+++ Data listing +++
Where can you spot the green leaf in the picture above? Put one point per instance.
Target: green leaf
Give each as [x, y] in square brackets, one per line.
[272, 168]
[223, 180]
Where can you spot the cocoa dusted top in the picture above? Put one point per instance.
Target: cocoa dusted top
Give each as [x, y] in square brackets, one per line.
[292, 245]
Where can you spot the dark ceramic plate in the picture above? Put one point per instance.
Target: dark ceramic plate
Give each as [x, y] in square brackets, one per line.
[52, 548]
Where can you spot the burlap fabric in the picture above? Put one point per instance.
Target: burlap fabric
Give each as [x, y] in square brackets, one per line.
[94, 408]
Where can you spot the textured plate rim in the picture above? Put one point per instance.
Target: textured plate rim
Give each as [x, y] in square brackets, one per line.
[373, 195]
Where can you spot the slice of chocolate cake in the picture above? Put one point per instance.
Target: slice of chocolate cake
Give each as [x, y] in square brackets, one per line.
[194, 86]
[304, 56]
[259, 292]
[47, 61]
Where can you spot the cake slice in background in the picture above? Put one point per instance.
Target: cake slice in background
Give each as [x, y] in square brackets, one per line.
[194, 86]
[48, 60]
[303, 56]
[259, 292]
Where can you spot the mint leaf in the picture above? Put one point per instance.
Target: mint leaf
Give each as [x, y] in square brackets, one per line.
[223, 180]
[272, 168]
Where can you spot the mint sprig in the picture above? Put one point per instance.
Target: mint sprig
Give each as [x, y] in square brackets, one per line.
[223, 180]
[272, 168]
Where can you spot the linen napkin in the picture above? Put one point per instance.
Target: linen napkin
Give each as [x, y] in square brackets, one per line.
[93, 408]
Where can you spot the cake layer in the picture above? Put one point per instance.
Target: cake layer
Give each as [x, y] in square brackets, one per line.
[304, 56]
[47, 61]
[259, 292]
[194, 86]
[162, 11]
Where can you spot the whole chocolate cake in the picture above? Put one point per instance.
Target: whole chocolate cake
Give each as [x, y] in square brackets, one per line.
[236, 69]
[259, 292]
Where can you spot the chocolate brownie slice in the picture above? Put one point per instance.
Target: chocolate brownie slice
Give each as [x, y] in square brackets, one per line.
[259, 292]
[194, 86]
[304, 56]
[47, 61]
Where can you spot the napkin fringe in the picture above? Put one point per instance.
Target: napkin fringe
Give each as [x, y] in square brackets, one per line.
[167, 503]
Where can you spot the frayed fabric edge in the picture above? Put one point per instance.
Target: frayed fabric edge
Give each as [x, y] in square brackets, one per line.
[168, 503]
+++
### Task to carry out
Return each entry from above without altering a single character.

### Solution for this problem
Where can you spot the green leaf in the picture above? Put one point per instance.
Target: green leaf
Give each as [x, y] in square brackets, one per line.
[272, 168]
[223, 180]
Where can you spot the cocoa dusted top in the picture above? Put one point per instance.
Target: cocoa dusted top
Give each as [x, y] in square brackets, one per line.
[292, 245]
Where can you spot the dark ceramic plate in the picture above? Put one point per instance.
Target: dark ceramic plate
Give each as [x, y] in square brackets, one per line.
[52, 548]
Where can you spot the burlap fabric in the picture above? Put one point per instance.
Target: burlap fabric
Give each as [x, y] in square brackets, one per line.
[94, 408]
Where can you spot the textured plate rim in the picture above? Put one point per instance.
Target: textured plate rim
Give each as [x, y] in square brackets, one per line.
[373, 195]
Where can you spot the slice of chocolate cake in the picture above? Put one point per instance.
Target: slice of chocolate cake
Give each as [x, y] in square brackets, one per line.
[194, 86]
[304, 56]
[259, 292]
[47, 61]
Where can you spot the cake slice in background in the picture above? Put one point per instance.
Target: cake slice in background
Give each as [x, y] in square brackets, one per line.
[194, 86]
[48, 60]
[303, 56]
[259, 292]
Where can you spot the mint leaf in the picture above? Put one point per instance.
Target: mint leaf
Give each as [x, y] in square brackets, one per line.
[223, 180]
[272, 168]
Where can you spot the mint sprig in the picture above? Put one point per instance.
Target: mint sprig
Give each as [x, y] in square brackets, one per line.
[223, 180]
[272, 168]
Where can you spot the linen napkin in the picture above? Put one point per instance.
Target: linen napkin
Give each as [x, y] in square brackets, one per line.
[93, 408]
Where can you spot the cake layer in the picture above? Put one point per instance.
Target: cake layer
Give each as [x, y] in square brackets, one per line.
[304, 56]
[47, 61]
[259, 292]
[194, 86]
[162, 11]
Where can you spot the whole chocolate cake in the picture above? Put one point per instance.
Target: whole chocolate cake
Give each as [x, y] in square brackets, one per line.
[236, 69]
[259, 292]
Where can you spot the chocolate brownie slice in the picture above? Put one point per instance.
Target: chocolate brownie slice
Give each as [x, y] in square brackets, one per line.
[259, 292]
[194, 86]
[304, 56]
[47, 61]
Where can you spot the napkin fringe in the picture above? Put one point per instance.
Target: napkin fringe
Give each as [x, y] in square brackets, one per line.
[167, 503]
Where can you spot the frayed fabric edge in the picture above? Put one point per instance.
Target: frayed fabric edge
Give each as [x, y] in square brackets, one per line.
[168, 503]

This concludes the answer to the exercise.